(Données enregistrées)

-*-*-

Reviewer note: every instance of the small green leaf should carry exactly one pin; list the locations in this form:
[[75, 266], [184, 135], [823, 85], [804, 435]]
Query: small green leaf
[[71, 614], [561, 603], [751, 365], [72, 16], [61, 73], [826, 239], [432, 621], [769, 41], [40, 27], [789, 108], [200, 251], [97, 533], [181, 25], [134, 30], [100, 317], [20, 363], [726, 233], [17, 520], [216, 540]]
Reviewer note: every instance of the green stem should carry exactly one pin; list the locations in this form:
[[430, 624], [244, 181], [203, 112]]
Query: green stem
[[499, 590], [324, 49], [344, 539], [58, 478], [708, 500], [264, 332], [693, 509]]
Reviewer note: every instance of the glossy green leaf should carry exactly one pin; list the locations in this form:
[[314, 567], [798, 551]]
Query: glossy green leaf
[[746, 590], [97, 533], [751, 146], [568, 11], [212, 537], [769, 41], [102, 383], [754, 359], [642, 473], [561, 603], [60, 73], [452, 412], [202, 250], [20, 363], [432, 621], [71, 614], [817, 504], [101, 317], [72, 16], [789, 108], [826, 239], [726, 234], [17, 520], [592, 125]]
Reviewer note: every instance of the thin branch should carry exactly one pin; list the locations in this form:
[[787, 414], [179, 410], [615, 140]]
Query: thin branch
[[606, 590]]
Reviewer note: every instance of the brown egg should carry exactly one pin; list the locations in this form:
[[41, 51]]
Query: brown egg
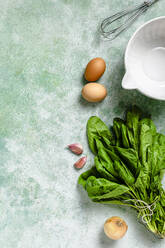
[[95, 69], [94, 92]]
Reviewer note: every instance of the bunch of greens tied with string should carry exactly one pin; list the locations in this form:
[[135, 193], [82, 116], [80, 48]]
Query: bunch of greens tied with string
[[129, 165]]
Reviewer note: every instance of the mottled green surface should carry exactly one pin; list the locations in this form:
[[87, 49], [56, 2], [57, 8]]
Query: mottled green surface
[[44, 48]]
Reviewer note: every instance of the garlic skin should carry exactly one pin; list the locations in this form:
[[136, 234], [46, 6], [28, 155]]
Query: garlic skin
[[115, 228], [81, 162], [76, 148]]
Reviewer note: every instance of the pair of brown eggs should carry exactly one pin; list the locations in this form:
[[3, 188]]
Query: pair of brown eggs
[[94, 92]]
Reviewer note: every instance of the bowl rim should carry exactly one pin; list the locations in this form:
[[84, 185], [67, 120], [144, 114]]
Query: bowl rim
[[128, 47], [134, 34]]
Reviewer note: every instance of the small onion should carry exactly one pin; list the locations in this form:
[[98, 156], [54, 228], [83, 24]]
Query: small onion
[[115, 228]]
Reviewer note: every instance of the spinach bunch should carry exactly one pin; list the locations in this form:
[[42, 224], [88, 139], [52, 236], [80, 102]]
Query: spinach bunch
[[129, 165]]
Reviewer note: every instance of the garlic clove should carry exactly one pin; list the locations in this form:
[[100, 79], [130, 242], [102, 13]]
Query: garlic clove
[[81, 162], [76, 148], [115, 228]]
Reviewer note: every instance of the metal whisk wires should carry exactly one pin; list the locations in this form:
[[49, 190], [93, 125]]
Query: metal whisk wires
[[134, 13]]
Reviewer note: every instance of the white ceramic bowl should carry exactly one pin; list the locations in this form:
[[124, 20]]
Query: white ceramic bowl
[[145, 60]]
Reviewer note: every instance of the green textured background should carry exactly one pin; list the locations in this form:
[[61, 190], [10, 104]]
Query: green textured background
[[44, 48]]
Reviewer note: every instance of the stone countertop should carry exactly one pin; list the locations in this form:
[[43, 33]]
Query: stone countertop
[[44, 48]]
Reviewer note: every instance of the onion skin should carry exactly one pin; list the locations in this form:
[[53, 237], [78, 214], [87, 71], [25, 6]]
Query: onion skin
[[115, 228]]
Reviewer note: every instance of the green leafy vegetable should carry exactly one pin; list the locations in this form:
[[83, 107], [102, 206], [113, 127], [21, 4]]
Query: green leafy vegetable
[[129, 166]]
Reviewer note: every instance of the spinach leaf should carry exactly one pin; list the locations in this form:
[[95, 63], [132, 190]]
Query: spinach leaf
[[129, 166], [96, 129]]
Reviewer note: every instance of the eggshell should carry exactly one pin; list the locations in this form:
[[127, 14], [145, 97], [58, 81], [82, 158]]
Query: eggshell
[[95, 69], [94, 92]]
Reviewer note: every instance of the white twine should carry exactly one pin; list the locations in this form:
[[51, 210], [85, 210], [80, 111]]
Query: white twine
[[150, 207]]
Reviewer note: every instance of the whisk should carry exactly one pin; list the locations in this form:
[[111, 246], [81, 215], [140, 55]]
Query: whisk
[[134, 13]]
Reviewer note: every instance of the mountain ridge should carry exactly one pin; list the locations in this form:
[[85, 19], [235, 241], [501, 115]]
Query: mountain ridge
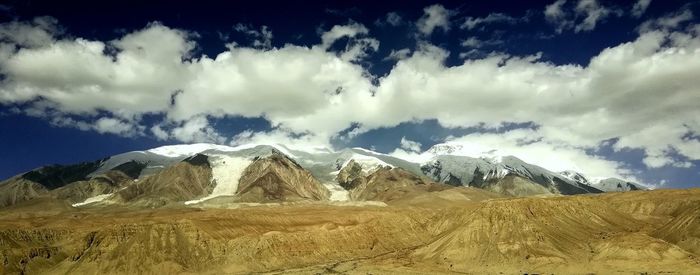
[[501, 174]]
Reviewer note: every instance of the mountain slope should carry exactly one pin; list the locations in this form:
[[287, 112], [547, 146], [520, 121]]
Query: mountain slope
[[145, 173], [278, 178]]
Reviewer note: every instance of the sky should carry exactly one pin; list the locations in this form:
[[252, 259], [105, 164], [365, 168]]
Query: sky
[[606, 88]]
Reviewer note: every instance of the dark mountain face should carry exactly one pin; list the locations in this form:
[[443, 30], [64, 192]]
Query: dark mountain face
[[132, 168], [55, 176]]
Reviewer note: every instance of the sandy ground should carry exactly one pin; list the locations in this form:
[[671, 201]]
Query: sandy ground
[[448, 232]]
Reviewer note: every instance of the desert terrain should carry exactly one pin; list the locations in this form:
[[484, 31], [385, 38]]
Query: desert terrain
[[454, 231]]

-*-*-

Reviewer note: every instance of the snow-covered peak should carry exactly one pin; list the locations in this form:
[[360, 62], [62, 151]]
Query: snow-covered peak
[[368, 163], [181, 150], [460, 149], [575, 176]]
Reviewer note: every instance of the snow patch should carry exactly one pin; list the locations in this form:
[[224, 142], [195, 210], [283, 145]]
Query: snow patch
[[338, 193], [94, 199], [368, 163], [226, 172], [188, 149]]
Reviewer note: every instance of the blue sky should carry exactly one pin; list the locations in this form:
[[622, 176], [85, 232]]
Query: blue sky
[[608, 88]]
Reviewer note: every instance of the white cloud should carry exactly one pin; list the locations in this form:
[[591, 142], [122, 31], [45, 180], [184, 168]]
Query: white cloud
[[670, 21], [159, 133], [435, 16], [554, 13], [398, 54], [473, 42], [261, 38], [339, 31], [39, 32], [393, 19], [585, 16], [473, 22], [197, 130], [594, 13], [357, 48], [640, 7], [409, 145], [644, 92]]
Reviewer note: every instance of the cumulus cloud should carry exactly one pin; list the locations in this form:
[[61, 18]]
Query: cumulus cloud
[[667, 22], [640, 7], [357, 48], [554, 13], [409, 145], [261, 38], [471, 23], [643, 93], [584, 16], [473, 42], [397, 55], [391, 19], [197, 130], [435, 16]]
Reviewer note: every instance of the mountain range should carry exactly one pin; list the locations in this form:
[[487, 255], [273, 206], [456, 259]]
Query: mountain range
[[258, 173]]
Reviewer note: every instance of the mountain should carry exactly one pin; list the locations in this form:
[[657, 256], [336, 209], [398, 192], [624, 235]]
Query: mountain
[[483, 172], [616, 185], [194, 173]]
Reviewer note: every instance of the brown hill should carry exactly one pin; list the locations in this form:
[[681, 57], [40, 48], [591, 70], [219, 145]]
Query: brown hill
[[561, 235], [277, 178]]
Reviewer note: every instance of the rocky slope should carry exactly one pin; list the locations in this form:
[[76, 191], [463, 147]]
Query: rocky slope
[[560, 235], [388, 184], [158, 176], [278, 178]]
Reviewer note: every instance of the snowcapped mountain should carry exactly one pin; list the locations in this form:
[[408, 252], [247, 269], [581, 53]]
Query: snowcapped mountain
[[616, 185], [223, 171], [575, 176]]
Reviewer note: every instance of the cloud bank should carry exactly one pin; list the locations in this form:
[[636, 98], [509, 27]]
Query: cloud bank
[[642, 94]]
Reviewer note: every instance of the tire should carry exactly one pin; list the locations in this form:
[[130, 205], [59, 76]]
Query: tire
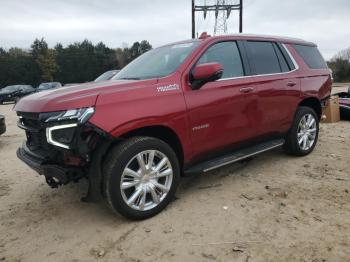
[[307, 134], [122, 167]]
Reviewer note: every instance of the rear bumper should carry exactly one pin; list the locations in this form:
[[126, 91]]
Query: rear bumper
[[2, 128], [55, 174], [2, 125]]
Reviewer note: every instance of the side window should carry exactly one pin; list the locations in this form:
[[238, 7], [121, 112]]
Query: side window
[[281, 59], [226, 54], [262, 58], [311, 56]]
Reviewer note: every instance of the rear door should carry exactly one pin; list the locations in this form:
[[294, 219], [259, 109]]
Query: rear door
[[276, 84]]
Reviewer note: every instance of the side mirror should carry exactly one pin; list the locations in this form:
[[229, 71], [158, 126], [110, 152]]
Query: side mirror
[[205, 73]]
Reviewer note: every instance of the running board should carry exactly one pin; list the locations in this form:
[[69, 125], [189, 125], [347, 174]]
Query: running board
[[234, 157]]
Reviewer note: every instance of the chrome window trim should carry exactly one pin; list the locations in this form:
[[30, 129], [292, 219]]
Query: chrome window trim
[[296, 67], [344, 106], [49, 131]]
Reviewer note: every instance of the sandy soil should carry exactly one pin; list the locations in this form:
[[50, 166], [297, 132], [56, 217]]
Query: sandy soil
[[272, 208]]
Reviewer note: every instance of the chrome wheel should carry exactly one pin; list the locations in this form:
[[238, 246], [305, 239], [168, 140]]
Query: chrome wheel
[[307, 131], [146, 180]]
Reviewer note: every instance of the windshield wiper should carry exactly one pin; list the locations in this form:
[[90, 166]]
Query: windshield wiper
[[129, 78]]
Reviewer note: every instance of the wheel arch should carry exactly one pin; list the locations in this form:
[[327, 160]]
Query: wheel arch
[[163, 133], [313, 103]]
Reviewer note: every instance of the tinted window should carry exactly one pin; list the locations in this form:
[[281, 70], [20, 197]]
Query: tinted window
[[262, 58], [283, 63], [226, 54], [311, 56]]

-*-*-

§ Objectif énoncé: Relevez et recopiez toutes les lignes du matériel ci-dessus qui contiennent la chaîne « vegetable », en respectant la casse.

§ Solution proposée:
Reviewer note: every instance of the green leafy vegetable should carry exactly one pin; list the locations in this form:
Query: green leafy vegetable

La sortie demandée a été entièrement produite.